> **REQUIREMENT**:
Exclude the images and transcribe the entries below precisely.

> **RAW DATA**:

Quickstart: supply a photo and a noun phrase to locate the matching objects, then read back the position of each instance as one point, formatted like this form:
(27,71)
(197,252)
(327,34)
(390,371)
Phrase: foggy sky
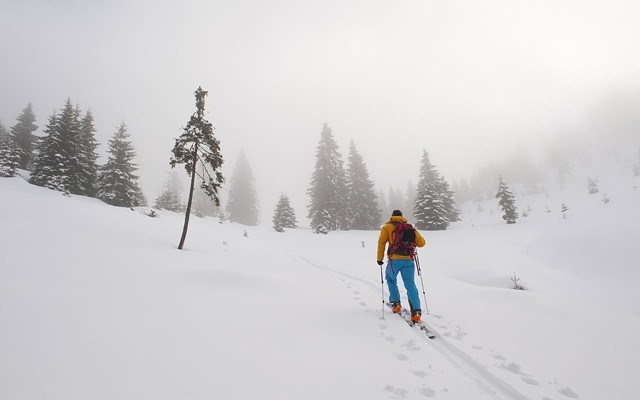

> **REPLY TO THE TASK**:
Quickstart: supply a photo and a noun phrase to locate the matching objects, then read back the position of each instance as one point, formatted like this form:
(27,71)
(197,252)
(327,34)
(390,371)
Phrase: foggy sky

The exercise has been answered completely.